### WHAT YOU ARE ASKED TO DO
How many lines in the records that follow contain the word "below"? Reply with the number only.

Start TASK INPUT

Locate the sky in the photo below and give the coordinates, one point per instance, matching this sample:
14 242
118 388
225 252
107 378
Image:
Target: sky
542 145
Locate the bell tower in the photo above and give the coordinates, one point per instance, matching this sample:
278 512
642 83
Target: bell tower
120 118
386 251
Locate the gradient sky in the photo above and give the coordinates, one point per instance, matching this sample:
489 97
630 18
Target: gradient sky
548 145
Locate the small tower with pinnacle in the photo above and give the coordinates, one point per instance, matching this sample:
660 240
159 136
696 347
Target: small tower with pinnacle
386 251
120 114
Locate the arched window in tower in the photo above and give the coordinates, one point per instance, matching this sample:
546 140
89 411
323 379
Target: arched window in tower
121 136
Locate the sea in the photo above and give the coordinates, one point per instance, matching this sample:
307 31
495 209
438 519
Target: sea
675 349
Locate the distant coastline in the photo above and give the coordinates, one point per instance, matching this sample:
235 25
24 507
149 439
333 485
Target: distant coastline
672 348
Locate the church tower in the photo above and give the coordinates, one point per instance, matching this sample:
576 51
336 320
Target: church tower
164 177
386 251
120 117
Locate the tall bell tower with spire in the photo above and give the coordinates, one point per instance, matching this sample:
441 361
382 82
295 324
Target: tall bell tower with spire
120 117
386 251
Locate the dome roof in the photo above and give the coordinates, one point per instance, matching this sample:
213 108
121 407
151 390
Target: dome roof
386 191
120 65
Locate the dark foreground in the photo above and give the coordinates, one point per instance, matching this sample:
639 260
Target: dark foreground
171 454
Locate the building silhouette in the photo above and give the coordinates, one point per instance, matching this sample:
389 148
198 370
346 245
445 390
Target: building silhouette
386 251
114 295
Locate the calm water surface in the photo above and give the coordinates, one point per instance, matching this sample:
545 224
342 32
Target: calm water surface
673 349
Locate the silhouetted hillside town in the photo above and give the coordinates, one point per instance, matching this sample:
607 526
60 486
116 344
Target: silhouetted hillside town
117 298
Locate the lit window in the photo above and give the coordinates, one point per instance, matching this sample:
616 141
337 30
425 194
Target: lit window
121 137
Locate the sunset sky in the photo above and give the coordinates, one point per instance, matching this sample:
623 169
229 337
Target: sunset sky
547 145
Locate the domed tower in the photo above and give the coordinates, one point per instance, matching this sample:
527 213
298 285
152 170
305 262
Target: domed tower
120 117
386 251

End TASK INPUT
Start TASK INPUT

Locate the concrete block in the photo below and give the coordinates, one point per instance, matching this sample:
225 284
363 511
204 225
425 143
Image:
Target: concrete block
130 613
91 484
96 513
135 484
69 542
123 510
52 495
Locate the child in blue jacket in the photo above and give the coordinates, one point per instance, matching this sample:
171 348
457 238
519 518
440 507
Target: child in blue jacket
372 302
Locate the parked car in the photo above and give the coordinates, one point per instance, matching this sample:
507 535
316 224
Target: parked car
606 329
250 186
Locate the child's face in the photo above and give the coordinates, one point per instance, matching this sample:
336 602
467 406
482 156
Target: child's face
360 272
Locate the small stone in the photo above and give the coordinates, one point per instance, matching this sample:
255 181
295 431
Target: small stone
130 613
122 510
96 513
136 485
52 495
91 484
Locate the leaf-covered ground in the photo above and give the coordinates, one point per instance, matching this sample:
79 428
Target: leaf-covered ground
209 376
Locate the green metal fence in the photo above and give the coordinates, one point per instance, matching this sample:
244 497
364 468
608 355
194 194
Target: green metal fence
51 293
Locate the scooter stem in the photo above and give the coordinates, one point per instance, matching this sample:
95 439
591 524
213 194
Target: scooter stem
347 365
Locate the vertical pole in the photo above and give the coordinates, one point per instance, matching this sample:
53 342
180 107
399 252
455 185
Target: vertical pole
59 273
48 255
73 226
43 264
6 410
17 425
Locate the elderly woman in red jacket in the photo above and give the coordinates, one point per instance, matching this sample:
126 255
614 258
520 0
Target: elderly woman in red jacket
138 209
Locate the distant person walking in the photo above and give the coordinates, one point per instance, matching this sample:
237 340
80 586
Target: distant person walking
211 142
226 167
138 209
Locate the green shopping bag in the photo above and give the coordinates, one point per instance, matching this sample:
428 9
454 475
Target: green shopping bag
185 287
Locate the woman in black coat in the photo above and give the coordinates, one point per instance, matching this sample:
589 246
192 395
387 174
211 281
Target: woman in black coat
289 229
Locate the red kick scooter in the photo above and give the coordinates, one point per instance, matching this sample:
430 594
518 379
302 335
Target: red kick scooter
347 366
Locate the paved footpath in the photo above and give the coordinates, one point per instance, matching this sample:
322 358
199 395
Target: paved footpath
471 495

End TASK INPUT

### REPLY TO THE TASK
2